Material for this task:

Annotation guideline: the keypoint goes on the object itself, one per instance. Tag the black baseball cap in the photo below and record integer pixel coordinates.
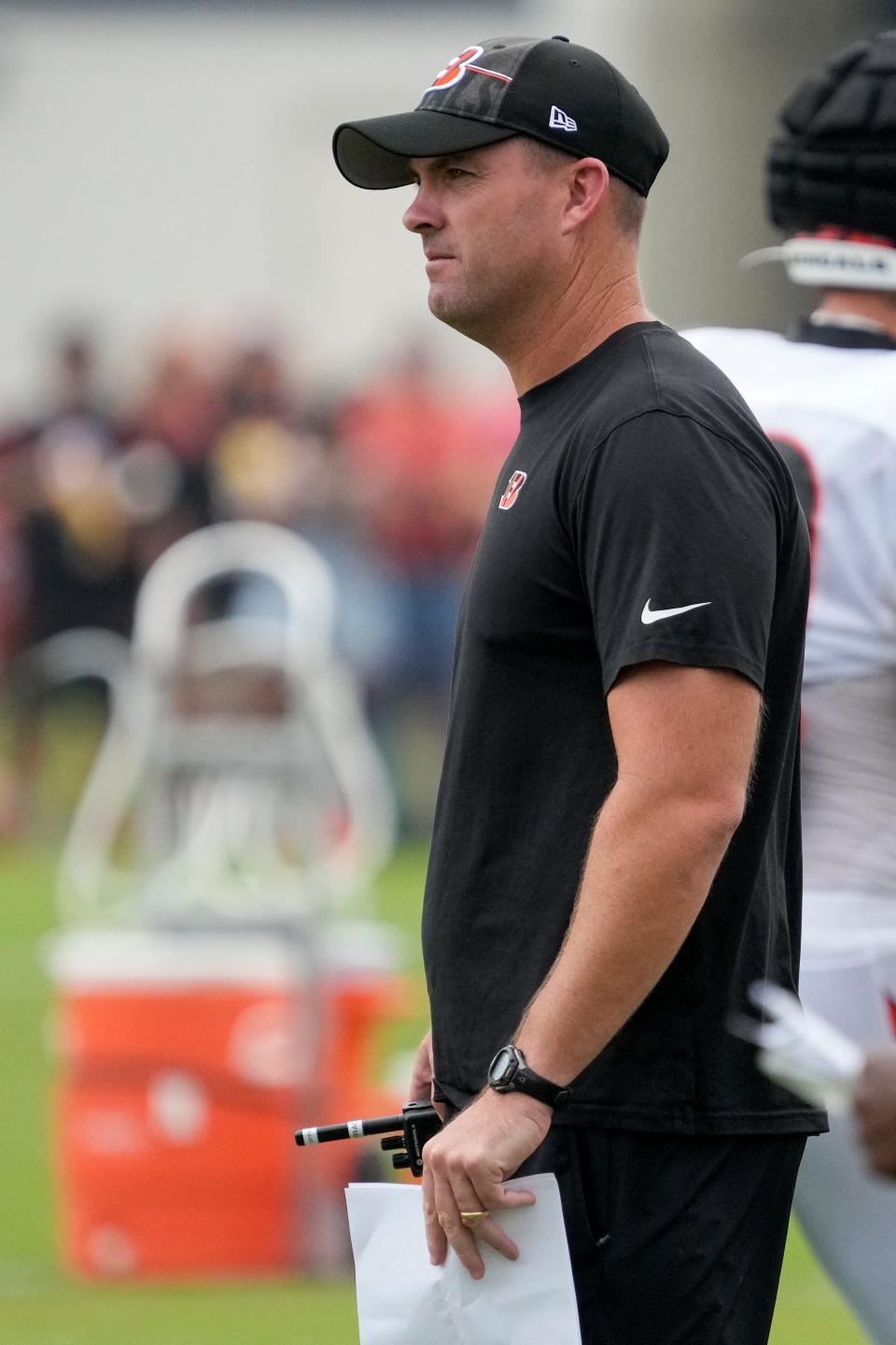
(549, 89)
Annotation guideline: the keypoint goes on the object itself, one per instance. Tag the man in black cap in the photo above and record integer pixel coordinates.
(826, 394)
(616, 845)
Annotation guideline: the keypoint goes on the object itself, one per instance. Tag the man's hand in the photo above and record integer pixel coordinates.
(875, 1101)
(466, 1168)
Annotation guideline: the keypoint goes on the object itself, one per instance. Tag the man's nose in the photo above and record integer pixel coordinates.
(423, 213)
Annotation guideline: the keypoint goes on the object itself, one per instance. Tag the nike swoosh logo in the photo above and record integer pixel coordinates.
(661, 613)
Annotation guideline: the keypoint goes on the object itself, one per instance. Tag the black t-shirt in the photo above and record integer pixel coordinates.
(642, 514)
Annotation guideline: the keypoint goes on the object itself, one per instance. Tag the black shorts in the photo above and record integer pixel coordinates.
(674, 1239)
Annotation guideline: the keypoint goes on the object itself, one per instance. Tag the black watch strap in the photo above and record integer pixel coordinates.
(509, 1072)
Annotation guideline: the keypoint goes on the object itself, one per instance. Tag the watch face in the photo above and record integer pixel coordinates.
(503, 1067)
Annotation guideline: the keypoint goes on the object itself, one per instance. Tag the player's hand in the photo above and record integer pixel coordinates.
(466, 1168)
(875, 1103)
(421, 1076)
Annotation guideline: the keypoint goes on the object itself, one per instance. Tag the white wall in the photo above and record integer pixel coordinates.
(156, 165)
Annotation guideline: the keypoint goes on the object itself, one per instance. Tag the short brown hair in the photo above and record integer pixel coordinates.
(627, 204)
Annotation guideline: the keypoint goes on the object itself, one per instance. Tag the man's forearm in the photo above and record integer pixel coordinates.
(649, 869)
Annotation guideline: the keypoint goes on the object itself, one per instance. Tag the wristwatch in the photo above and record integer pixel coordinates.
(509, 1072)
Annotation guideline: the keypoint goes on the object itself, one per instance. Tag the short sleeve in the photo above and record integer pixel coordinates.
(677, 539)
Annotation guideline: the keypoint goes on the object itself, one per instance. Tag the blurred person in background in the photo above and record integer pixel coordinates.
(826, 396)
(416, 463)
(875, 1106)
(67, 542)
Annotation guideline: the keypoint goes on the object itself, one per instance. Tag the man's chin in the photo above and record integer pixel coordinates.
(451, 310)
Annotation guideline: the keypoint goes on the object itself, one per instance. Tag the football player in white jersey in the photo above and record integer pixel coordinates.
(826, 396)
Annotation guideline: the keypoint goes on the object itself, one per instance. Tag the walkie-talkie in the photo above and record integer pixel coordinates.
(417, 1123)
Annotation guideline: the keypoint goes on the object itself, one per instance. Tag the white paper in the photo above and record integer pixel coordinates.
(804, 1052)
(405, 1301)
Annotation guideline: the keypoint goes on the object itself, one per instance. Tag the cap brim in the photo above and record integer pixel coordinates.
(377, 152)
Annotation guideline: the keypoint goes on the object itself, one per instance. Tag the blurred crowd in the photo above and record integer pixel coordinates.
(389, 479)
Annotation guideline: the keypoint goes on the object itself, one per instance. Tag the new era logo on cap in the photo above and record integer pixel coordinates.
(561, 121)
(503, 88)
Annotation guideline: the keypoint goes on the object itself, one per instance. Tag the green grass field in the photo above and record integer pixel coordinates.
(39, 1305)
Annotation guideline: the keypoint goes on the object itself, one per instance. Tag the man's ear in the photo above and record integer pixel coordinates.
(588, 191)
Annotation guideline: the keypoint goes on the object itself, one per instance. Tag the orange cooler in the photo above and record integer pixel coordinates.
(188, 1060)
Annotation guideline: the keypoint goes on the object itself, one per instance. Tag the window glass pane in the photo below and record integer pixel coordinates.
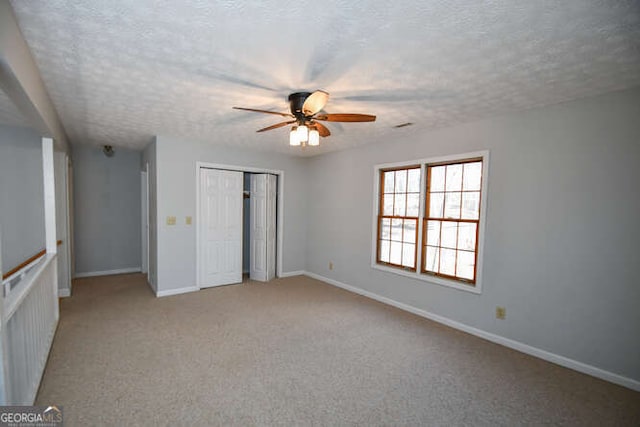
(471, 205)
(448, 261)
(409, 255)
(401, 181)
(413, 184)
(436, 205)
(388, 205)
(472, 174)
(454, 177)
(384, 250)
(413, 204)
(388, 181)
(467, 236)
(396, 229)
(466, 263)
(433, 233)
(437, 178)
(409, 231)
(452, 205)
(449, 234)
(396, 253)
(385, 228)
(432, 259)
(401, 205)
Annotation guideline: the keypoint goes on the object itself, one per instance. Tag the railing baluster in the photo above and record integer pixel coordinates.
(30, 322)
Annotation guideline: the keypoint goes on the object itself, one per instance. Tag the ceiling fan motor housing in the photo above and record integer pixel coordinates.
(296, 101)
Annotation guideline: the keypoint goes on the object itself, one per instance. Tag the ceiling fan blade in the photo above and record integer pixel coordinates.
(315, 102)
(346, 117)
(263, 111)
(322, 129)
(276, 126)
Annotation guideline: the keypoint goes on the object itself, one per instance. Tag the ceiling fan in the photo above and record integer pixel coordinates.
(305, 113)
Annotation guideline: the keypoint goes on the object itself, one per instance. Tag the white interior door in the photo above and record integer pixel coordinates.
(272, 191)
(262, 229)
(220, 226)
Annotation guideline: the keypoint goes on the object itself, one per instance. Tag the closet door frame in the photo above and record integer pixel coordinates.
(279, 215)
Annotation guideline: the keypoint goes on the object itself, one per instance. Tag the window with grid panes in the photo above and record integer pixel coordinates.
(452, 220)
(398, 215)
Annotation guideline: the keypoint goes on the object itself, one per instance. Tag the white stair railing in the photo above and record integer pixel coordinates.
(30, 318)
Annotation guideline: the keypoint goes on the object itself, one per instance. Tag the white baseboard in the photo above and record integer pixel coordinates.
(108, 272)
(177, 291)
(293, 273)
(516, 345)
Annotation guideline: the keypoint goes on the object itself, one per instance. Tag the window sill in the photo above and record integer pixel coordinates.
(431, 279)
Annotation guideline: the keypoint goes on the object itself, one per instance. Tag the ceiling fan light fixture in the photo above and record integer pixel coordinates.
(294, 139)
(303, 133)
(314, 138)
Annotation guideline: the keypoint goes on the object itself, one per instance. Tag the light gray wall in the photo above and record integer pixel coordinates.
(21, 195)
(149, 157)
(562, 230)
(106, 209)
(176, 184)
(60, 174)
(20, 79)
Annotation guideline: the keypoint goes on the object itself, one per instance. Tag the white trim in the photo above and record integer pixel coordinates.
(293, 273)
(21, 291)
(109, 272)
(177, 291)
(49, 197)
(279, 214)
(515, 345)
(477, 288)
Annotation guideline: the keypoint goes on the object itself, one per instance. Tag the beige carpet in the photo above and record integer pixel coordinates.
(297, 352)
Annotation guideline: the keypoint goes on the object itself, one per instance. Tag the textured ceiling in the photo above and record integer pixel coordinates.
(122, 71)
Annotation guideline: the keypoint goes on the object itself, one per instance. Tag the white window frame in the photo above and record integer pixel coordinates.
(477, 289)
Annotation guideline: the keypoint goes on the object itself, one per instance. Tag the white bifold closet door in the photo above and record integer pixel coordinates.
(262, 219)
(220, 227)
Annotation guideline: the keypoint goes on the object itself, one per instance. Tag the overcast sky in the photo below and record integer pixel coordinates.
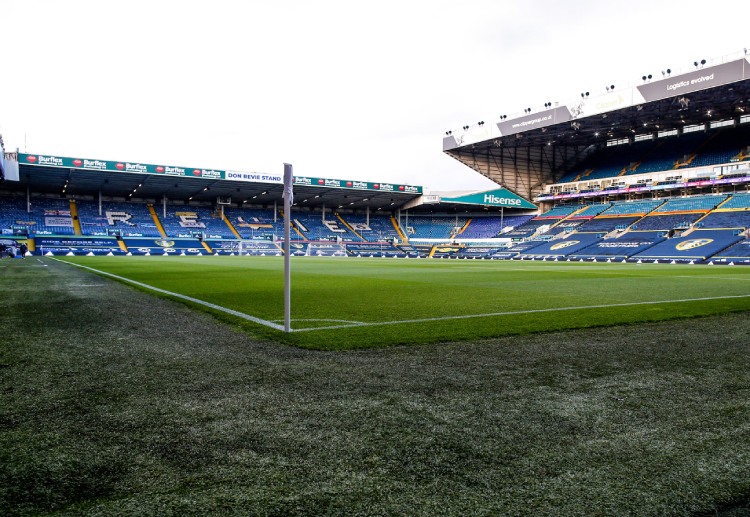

Aim of the task:
From the line containing "Tag the textured" through the last line of the records, both included, output those lines exactly and nothing else; skip the pictures.

Correct result:
Annotation guideline: the keypoint goes on the object itself, one per instance. Tag the textured ceiling in the photo above and record integer pixel coordinates.
(122, 71)
Annotation guideline: the keypoint goes on the object itself, one per instance. Tag the white window frame in the photo above and record integer pixel coordinates.
(477, 289)
Annotation guideline: the keypoint goes on the object itself, one per instance. Tag the white bifold closet door in the photo above and record integer pixel coordinates.
(262, 219)
(220, 227)
Annotation guideline: the keypoint goes on the object itself, one per instance. Tag the overcast sky in the photo below and record integer pixel coordinates.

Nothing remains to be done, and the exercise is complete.